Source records
────────────────────

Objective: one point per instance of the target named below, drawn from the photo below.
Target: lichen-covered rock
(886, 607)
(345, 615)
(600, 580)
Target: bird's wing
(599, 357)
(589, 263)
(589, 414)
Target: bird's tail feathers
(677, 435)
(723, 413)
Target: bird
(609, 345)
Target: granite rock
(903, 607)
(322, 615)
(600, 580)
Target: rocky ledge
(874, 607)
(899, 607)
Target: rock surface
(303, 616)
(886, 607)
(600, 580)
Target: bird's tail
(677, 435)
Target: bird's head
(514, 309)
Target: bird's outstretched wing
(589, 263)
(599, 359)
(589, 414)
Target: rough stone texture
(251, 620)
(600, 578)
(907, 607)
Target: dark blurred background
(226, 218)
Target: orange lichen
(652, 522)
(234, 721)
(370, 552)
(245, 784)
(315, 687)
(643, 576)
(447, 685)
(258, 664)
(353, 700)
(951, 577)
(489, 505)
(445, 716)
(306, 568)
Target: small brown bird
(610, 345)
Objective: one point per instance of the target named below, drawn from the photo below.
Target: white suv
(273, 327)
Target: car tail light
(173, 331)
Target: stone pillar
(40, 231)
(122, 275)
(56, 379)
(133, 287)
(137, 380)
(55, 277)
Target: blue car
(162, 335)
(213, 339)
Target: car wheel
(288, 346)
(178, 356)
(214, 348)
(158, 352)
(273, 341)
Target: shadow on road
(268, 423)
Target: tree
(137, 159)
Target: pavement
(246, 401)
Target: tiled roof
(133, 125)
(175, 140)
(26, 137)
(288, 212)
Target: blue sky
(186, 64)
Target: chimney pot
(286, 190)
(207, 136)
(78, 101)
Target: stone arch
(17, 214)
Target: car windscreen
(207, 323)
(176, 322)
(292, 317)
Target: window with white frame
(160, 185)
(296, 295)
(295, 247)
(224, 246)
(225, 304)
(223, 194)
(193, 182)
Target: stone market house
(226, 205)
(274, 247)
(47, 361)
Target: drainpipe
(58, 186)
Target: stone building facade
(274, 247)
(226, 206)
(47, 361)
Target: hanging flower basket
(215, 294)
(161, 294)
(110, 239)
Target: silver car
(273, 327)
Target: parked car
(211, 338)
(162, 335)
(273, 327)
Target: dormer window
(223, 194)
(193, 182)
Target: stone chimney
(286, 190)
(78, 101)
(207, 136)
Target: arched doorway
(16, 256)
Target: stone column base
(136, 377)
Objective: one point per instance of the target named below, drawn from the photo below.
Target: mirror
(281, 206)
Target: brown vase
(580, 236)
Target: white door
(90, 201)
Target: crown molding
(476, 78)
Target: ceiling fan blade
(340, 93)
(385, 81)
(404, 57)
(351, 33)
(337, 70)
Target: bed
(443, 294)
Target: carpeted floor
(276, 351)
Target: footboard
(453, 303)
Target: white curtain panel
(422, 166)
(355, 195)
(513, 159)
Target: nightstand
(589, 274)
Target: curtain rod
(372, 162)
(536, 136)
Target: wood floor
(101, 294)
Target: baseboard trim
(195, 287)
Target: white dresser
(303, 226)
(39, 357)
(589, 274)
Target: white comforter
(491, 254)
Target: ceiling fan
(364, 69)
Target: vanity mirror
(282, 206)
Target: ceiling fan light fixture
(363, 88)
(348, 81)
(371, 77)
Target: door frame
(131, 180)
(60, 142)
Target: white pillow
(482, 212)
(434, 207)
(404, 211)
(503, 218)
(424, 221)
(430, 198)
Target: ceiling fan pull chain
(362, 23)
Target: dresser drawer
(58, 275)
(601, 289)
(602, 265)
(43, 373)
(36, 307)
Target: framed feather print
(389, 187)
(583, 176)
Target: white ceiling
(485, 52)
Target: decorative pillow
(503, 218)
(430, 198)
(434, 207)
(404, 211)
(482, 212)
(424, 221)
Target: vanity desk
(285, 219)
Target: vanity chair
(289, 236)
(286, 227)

────────────────────

Problem statement:
The full set of entries should appear again, unchanged, line by line.

Answer to this task:
Objective: one point per instance of the target named below, drawn from the photo below.
Target: lichen-covered rock
(886, 607)
(345, 615)
(600, 580)
Target: bird's wing
(599, 357)
(589, 263)
(589, 414)
Target: bird's tail feathers
(677, 435)
(723, 413)
Target: bird
(609, 345)
Target: granite rock
(903, 607)
(322, 615)
(600, 580)
Target: rocky ledge
(874, 607)
(899, 607)
Target: rock surface
(303, 616)
(886, 607)
(600, 580)
Target: bird's tail
(677, 435)
Target: bird's head
(514, 309)
Target: bird's outstretched wing
(589, 263)
(599, 359)
(589, 414)
Target: rough stone texture
(251, 620)
(600, 578)
(907, 607)
Target: dark blurred background
(226, 218)
Target: orange lichen
(652, 522)
(234, 721)
(370, 552)
(245, 784)
(315, 687)
(643, 576)
(447, 685)
(258, 664)
(353, 700)
(951, 577)
(489, 505)
(445, 716)
(306, 568)
Target: small brown bird
(610, 345)
Objective: one point per instance of the target named below, drawn from the photo below.
Target: white suv
(273, 327)
Target: car tail light
(173, 331)
Target: stone pillar
(40, 231)
(122, 275)
(56, 379)
(133, 287)
(137, 380)
(55, 277)
Target: blue car
(162, 335)
(213, 339)
Target: car wheel
(288, 346)
(178, 356)
(214, 348)
(158, 352)
(273, 341)
Target: shadow on road
(268, 423)
Target: tree
(137, 159)
Target: pavement
(246, 401)
Target: tiled roof
(133, 125)
(175, 140)
(26, 137)
(288, 212)
Target: blue sky
(186, 64)
Target: chimney pot
(286, 190)
(207, 136)
(78, 101)
Target: stone arch
(17, 214)
Target: car windscreen
(207, 323)
(176, 322)
(292, 317)
Target: window with white frame
(160, 185)
(296, 295)
(295, 247)
(224, 246)
(225, 304)
(223, 194)
(193, 182)
Target: stone market house
(226, 205)
(274, 247)
(47, 361)
Target: drainpipe
(58, 186)
Target: stone building facade
(274, 247)
(226, 206)
(47, 361)
Target: hanging flower basket
(215, 294)
(161, 294)
(110, 239)
Target: silver car
(273, 327)
Target: parked car
(211, 338)
(162, 335)
(273, 327)
Target: dormer window
(223, 194)
(193, 182)
Target: stone chimney
(286, 190)
(78, 101)
(207, 136)
Target: arched doorway
(16, 256)
Target: stone column base
(136, 377)
Objective: one point per instance of the target named below, drawn from the photo below.
Target: mirror
(281, 206)
Target: brown vase
(580, 236)
Target: white door
(90, 201)
Target: crown molding
(476, 78)
Target: ceiling fan blade
(340, 93)
(385, 81)
(404, 57)
(351, 33)
(337, 70)
Target: bed
(443, 294)
Target: carpeted floor
(276, 351)
Target: footboard
(453, 303)
Target: white curtain panel
(422, 166)
(355, 195)
(513, 159)
Target: nightstand
(589, 274)
Target: curtain rod
(372, 162)
(536, 136)
Target: wood floor
(101, 294)
Target: baseboard trim
(195, 287)
Target: white dresser
(303, 226)
(39, 357)
(589, 274)
Target: white comforter
(491, 254)
Target: ceiling fan
(364, 69)
Target: vanity mirror
(282, 206)
Target: ceiling fan light fixture
(363, 88)
(348, 81)
(371, 77)
Target: door frame
(131, 180)
(60, 142)
Target: white pillow
(482, 212)
(434, 207)
(404, 211)
(503, 218)
(424, 221)
(430, 198)
Target: ceiling fan pull chain
(362, 23)
Target: dresser drawer
(58, 275)
(601, 289)
(602, 265)
(43, 373)
(36, 307)
Target: framed feather print
(389, 187)
(583, 176)
Target: white ceiling
(485, 52)
Target: decorative pillow
(503, 218)
(430, 198)
(434, 207)
(404, 211)
(482, 212)
(424, 221)
Target: vanity desk
(285, 219)
Target: vanity chair
(289, 236)
(286, 227)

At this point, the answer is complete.